§ Work to do:
In the Loch Leven Lakes snowshoe description, how far and in which direction was the summer trailhead relocated?

§ Extract to read:
Great Snowshoe Hikes in North Tahoe

Loch Leven Lakes
The location of the summer trailhead is shown incorrectly on the 1955 topo map — the trailhead was relocated a half mile to the east, where the snowshoe description begins.

Described in an early edition of Jeffrey Schaffer's classic guide The Tahoe Sierra as"probably the best constructed trail in the Tahoe Sierra," the path to Loch Leven Lakes is a very popular summertime trip for hikers. However, a winter excursion along the same route provides the antithesis to the summer experience. Although some cross-country skiers approach High Loch Leven Lake from the east via a marked trail, few winter enthusiasts accept the challenge of a snow trip along the summer trail's route.

There are a couple of obstacles to surmount on the way to the lakes. First of all, during years of heavy snows, you may have to shovel some steps into the snowbank at the highway just to get started. In addition, you must cross the frequently traveled Southern Pacific Railroad tracks and face the same problem with the snowbank on the far side. This trip also requires some basic route-finding skills, but reaching the lakes is not particularly difficult.

Along with the solitude, snowshoers will find the Loch Leven Lakes to be quite scenic. Each of the three lakes possesses its own unique charm. The open terrain near the beginning of the trip and around the lakes periodically provides fine views of the surrounding countryside.

§ Data segment:
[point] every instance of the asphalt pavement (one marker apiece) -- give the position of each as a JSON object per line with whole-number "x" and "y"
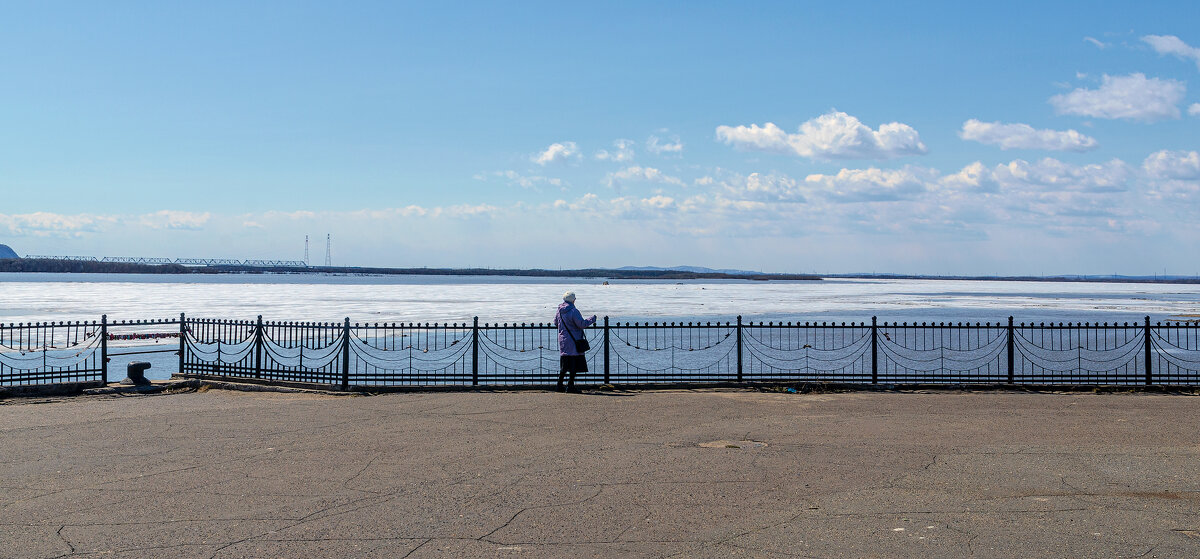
{"x": 526, "y": 474}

§ Task result:
It was relocated a half mile to the east.